---- Input rows

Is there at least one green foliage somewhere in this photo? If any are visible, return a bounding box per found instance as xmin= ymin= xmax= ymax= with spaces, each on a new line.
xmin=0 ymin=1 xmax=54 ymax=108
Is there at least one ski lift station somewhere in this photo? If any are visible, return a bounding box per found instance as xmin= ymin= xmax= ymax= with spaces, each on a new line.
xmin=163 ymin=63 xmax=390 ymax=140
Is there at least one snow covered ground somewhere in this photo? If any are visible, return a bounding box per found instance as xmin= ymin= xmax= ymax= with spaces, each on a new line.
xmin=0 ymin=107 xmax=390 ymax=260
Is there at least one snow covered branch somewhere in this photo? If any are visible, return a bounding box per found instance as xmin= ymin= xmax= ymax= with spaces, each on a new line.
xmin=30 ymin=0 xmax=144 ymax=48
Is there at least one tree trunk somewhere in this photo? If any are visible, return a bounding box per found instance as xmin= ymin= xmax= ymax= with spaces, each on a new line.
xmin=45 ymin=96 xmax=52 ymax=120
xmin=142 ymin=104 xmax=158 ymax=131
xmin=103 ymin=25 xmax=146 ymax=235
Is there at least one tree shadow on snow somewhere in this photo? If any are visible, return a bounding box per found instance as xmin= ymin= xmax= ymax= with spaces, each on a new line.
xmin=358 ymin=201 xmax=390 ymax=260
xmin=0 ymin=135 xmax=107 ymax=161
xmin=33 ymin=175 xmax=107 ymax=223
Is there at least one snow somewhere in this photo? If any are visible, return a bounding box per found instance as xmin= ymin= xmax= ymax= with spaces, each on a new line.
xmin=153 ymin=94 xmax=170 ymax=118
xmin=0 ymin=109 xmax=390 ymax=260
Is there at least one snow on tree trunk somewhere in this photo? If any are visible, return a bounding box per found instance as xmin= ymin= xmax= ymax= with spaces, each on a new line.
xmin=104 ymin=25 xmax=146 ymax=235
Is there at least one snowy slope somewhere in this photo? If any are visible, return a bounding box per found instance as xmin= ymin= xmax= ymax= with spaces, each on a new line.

--------

Your instructions
Rewrite the entries from the line that contains "Is there at least one ski" through the line that contains "xmin=0 ymin=107 xmax=390 ymax=260", keeping the requests unchanged. In the answers, multiply every bounding box coordinate by 2.15 and round it to a whole number, rounding halves up.

Problem solution
Is there at least one ski lift station somewhere in this photo? If any are visible, return a bounding box per found instance as xmin= ymin= xmax= ymax= with spaces, each on a new line.
xmin=350 ymin=135 xmax=839 ymax=301
Is there at least one snow covered ground somewhere in this photo? If any are visible, return a bounding box per found instance as xmin= ymin= xmax= ymax= with spaces, each on a new line.
xmin=0 ymin=230 xmax=839 ymax=559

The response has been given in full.